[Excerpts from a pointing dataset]
════════════════════
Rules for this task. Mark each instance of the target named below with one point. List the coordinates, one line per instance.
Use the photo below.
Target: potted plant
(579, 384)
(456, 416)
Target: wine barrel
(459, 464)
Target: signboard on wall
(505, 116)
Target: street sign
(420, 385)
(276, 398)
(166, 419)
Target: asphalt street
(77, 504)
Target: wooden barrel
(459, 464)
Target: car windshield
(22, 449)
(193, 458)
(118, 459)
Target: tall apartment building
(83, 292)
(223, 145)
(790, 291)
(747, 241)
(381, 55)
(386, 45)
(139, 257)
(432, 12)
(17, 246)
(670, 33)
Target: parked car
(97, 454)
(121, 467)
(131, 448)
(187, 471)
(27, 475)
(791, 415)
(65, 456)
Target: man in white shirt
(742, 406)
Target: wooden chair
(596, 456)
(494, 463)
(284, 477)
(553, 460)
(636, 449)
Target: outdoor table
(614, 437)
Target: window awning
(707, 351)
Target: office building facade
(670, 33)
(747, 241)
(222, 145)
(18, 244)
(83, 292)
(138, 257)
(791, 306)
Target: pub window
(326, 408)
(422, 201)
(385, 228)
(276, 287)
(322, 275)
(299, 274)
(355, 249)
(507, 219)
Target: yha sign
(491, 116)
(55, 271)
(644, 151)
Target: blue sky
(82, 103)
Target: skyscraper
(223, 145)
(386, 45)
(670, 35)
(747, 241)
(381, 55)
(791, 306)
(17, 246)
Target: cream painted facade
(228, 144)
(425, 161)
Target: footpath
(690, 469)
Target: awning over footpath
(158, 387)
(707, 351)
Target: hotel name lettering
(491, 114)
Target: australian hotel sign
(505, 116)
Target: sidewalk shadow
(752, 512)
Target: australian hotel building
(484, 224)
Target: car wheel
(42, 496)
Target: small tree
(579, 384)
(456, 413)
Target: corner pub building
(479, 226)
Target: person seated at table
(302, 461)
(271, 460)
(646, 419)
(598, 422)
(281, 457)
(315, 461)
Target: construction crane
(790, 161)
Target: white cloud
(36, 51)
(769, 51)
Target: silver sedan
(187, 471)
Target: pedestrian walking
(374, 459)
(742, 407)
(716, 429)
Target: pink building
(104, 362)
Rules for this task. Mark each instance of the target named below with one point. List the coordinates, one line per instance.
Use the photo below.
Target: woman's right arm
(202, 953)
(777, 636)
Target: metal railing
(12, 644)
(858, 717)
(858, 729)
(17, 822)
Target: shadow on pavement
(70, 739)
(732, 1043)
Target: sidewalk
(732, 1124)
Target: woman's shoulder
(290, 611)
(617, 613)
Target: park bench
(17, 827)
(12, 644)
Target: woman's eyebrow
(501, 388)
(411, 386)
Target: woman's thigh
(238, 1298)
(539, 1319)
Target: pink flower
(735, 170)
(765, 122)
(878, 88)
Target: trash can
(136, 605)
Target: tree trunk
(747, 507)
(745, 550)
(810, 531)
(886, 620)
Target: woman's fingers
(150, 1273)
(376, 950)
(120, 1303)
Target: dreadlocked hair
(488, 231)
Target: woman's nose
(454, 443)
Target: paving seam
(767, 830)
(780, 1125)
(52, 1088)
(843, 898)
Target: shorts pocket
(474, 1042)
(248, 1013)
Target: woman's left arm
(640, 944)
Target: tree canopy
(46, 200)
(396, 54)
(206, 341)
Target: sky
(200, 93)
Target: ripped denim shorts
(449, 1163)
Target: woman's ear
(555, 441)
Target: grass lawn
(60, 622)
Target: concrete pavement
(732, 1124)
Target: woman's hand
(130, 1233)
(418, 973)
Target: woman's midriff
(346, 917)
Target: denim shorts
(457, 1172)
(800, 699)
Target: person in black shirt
════════════════════
Your task — Write out every row above verbatim, keeping each line as it appears.

Complete response —
Rules for this task. Mark each instance of the target named below with one point. List the coordinates, one line per instance.
Use the photo below.
Target: potted plant
(579, 384)
(456, 416)
Target: wine barrel
(459, 464)
Target: signboard on wall
(505, 116)
Target: street sign
(420, 385)
(276, 398)
(166, 419)
Target: asphalt street
(77, 504)
Target: wooden barrel
(459, 464)
Target: car windshield
(22, 449)
(193, 458)
(118, 459)
Target: tall apartment building
(83, 292)
(223, 145)
(790, 291)
(747, 241)
(381, 55)
(386, 45)
(139, 257)
(432, 12)
(17, 246)
(670, 33)
Target: parked car
(97, 454)
(121, 467)
(131, 448)
(187, 471)
(27, 475)
(791, 415)
(65, 456)
Target: man in white shirt
(742, 406)
Target: wooden chair
(596, 456)
(494, 463)
(284, 477)
(553, 460)
(636, 449)
Target: outdoor table
(614, 437)
Target: window awning
(707, 351)
Target: office building facade
(670, 33)
(747, 241)
(222, 145)
(18, 244)
(83, 292)
(138, 257)
(791, 306)
Target: pub window
(326, 408)
(422, 201)
(385, 228)
(276, 287)
(322, 275)
(299, 274)
(355, 249)
(507, 219)
Target: yha sign
(491, 116)
(55, 271)
(644, 151)
Target: blue sky
(82, 103)
Target: skyscraper
(223, 145)
(386, 45)
(670, 35)
(747, 241)
(381, 55)
(791, 306)
(17, 246)
Target: cream painted facade
(228, 144)
(425, 161)
Target: footpath
(690, 469)
Target: awning over footpath
(158, 387)
(707, 351)
Target: hotel name lettering
(491, 114)
Target: australian hotel sign
(505, 116)
Target: sidewalk shadow
(752, 512)
Target: australian hotel building
(484, 224)
Target: car wheel
(42, 496)
Target: small tree
(579, 384)
(456, 413)
Target: corner pub building
(479, 226)
Target: person seated at table
(302, 461)
(271, 460)
(646, 419)
(598, 422)
(281, 457)
(315, 461)
Target: construction crane
(790, 161)
Target: white cloud
(36, 51)
(769, 51)
Target: silver sedan
(187, 471)
Target: pedestrian walking
(374, 459)
(742, 407)
(716, 429)
Target: pink building
(104, 362)
Rules for this task. Mark each instance of the target named below with one point. List the coordinates, one line per instance.
Use the photo below.
Target: woman's right arm
(202, 953)
(777, 636)
Target: metal railing
(12, 644)
(858, 717)
(858, 729)
(17, 822)
Target: shadow on pavement
(70, 739)
(732, 1043)
Target: sidewalk
(732, 1124)
Target: woman's shoulder
(290, 611)
(617, 613)
Target: park bench
(17, 827)
(12, 644)
Target: woman's eyebrow
(501, 388)
(411, 386)
Target: woman's thigh
(238, 1298)
(539, 1319)
Target: pink flower
(735, 170)
(765, 122)
(878, 88)
Target: trash can
(136, 605)
Target: tree trunk
(747, 507)
(745, 550)
(810, 531)
(886, 620)
Target: woman's fingers
(150, 1273)
(376, 950)
(120, 1303)
Target: dreadlocked hair
(488, 231)
Target: woman's nose
(454, 443)
Target: paving seam
(767, 830)
(780, 1125)
(52, 1088)
(843, 898)
Target: shorts pocket
(474, 1042)
(248, 1013)
Target: woman's left arm
(640, 944)
Target: tree canopy
(46, 200)
(396, 54)
(206, 341)
Target: sky
(200, 93)
Target: ripped denim shorts
(449, 1163)
Target: woman's ear
(555, 441)
Target: grass lawn
(60, 622)
Target: concrete pavement
(732, 1124)
Target: woman's hand
(130, 1233)
(418, 973)
Target: woman's midriff
(346, 917)
Target: denim shorts
(457, 1172)
(800, 699)
Target: person in black shirt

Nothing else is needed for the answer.